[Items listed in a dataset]
'''

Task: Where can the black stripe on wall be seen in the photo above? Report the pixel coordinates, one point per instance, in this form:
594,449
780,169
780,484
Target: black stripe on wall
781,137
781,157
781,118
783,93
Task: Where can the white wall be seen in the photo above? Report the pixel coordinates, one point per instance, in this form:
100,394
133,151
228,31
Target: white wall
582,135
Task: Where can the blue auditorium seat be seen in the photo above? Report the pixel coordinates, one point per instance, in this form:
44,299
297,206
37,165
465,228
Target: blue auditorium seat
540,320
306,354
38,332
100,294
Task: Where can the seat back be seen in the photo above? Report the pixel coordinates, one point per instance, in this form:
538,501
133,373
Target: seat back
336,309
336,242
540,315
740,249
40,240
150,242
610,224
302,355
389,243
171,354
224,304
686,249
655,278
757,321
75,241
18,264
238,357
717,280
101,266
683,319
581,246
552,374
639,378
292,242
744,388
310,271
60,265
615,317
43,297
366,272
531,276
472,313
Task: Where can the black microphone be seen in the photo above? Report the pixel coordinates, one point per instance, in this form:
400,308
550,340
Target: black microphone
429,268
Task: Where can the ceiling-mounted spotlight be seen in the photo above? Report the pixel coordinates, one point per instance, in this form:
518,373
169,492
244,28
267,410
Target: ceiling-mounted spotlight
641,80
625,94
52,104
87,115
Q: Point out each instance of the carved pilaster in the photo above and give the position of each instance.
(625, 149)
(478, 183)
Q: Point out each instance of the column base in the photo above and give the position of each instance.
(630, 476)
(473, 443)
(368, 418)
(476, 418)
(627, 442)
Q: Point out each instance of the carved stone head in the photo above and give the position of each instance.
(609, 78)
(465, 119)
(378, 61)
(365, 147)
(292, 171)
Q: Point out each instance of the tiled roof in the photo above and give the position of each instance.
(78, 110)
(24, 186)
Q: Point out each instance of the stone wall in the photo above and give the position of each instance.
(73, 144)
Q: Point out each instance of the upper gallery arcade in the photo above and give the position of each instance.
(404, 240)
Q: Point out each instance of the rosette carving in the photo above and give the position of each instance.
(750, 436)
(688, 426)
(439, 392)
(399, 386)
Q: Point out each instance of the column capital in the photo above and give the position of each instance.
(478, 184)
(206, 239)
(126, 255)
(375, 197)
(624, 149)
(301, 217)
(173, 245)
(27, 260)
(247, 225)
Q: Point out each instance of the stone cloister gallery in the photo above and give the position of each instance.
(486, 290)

'''

• _Your goal_: Reproduce each line from the records that contains the word "Where".

• _Solution to the exercise_:
Task: Where can the black stripe on wall be seen in the photo above? Report the pixel coordinates, one point per instance, in this form:
Task: Where can the white wall be seen in the photo above? Report the pixel coordinates, one point per instance, in this form:
Task: Where can the blue auditorium seat be seen in the photo above? Report the pixel coordinates, one point per instance, in this form:
Task: Where can the seat back be seen in the photo above? Report the pixel coordinates, one point per instance, in this form:
Task: Where can the black microphone be seen in the photo above? Report the pixel coordinates, one point per instance, in this form:
Task: Where can the ceiling-mounted spotlight be seen in the photo above? Report the pixel coordinates, one point per instance, in this form:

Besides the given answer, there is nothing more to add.